*Work task:* Find the line in the entries below that contains "Target: window mullion". Repeat it exactly, and every line after it through the line that contains "written like (67,110).".

[Saved entries]
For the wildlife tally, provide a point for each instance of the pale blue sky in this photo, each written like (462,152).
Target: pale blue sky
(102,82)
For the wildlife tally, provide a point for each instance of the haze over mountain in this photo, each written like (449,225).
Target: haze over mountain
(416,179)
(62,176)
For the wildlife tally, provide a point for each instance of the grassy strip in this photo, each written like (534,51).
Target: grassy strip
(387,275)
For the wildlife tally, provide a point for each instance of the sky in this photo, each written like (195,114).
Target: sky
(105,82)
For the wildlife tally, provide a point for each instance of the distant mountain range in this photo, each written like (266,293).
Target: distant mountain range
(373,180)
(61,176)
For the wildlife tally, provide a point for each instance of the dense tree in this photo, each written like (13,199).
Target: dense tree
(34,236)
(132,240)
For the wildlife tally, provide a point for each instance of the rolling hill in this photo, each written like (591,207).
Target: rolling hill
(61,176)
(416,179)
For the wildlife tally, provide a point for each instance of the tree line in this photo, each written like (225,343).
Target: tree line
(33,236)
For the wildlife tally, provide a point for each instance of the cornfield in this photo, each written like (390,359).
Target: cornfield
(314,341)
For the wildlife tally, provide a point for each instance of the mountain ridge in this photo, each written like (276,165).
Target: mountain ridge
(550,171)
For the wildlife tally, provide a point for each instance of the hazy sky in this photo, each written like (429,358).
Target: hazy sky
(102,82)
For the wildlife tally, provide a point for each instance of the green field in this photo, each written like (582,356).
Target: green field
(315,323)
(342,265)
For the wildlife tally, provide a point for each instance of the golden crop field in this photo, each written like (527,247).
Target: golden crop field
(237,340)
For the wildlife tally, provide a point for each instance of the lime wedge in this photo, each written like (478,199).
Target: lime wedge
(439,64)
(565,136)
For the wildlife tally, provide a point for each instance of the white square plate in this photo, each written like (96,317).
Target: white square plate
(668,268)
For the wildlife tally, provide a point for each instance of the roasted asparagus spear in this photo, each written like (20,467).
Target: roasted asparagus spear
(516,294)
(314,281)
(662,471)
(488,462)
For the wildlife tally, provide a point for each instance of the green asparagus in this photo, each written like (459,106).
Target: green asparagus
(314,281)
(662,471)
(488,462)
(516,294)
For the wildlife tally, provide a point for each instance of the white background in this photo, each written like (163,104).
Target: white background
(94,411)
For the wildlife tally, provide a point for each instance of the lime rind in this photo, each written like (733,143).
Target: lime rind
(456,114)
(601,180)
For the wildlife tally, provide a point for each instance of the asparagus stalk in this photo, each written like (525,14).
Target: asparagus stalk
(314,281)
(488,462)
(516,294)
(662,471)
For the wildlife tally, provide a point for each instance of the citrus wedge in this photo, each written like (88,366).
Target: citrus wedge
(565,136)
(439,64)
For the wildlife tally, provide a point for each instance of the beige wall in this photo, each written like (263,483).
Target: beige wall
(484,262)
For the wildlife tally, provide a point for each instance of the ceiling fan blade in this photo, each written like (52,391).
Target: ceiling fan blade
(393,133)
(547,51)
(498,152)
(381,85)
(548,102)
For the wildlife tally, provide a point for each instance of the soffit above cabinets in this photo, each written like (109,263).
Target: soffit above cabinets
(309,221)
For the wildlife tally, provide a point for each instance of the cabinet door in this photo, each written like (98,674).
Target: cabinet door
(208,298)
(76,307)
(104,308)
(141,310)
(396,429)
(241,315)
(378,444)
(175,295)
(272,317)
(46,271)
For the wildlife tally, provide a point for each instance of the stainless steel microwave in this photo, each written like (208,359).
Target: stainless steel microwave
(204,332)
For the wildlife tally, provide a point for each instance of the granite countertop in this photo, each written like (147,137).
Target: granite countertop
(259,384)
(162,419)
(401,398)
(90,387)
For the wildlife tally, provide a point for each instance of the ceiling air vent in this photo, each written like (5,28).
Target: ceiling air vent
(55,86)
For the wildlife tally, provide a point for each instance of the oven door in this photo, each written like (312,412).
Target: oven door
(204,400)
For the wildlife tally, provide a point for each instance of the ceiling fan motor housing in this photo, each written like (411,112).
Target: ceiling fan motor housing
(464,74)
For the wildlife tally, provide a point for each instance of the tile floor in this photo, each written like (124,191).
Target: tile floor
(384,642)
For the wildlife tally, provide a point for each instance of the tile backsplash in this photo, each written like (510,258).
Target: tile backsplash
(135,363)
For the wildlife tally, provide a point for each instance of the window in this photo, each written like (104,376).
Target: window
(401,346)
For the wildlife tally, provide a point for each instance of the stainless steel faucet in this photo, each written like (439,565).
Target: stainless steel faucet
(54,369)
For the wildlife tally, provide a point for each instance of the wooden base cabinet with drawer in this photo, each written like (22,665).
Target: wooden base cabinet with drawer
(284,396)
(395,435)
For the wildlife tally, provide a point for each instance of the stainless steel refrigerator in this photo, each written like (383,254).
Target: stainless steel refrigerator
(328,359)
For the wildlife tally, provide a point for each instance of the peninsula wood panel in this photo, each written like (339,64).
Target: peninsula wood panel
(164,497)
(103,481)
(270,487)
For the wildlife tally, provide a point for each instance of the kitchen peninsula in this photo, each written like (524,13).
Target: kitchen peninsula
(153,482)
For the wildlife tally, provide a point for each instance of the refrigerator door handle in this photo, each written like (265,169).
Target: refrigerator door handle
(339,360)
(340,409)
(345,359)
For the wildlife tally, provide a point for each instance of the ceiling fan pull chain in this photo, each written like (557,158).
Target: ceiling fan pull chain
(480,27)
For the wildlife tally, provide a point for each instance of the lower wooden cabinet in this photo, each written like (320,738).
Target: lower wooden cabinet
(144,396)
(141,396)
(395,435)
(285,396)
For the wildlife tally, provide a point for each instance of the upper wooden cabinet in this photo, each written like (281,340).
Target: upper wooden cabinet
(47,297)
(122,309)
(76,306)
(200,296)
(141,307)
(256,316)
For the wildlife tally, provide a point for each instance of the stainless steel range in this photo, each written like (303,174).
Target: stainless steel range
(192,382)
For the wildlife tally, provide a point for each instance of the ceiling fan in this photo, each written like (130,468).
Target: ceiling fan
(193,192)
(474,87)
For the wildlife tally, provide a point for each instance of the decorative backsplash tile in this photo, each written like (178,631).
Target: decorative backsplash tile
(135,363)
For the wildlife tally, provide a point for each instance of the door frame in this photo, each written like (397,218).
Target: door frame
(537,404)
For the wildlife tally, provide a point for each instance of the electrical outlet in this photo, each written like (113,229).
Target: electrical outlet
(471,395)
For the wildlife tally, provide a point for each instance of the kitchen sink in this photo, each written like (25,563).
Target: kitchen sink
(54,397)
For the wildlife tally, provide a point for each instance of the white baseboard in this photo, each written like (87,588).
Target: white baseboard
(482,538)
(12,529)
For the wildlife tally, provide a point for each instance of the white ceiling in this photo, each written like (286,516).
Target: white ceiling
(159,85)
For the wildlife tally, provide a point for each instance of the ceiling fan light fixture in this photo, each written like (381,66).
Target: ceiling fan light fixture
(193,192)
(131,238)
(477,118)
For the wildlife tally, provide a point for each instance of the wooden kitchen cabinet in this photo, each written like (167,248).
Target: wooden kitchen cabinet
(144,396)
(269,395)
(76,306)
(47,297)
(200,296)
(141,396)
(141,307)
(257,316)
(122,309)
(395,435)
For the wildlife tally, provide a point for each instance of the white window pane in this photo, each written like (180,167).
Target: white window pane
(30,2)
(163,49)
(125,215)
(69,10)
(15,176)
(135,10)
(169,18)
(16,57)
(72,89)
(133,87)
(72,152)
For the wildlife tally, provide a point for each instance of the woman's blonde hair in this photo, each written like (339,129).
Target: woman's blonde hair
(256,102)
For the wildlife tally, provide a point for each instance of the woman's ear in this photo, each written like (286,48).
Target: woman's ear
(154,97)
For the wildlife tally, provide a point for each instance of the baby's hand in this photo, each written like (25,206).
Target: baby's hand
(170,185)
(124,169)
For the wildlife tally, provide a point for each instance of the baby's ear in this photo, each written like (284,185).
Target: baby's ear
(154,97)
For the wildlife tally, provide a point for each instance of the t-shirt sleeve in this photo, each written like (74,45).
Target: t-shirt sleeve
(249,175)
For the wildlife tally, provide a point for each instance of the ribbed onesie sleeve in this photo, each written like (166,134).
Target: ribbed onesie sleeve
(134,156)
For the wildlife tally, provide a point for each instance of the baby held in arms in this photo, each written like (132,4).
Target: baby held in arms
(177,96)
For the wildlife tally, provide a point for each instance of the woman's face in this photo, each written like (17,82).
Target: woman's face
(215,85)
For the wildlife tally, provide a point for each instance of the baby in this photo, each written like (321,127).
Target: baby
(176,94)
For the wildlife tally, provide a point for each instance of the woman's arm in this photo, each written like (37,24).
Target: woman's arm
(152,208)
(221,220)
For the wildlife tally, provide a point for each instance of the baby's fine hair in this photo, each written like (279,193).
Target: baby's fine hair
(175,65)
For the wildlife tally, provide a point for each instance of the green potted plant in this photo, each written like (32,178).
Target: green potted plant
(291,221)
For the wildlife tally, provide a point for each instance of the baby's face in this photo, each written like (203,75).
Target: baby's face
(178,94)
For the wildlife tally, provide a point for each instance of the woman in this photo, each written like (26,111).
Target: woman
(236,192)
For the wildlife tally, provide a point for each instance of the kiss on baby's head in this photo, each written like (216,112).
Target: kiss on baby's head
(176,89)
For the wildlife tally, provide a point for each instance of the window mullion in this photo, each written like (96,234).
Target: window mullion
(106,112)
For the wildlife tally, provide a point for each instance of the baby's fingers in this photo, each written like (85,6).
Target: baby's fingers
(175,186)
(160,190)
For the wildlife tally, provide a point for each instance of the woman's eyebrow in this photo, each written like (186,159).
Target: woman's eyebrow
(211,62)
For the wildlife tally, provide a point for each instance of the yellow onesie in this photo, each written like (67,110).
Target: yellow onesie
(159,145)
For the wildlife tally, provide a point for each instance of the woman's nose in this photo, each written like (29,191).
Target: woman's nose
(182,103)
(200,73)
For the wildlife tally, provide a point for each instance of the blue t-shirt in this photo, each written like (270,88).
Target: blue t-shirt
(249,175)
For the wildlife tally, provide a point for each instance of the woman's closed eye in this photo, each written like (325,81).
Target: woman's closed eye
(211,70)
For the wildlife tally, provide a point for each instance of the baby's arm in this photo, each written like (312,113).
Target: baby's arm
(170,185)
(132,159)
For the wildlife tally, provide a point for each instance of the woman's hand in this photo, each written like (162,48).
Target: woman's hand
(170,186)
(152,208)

*Written answer:*
Target: window mullion
(106,112)
For the wildlife tally, provide a point for each instance of the baby's fingers in this photo, each written like (85,6).
Target: baby's fingers
(175,186)
(160,190)
For the wildlife tally, provide a point for each instance of the woman's eyebrow in this photo, each written like (186,159).
Target: woman's eyebrow
(211,62)
For the wildlife tally, provide a point for each instance of the yellow onesie in this photo, each written like (67,110).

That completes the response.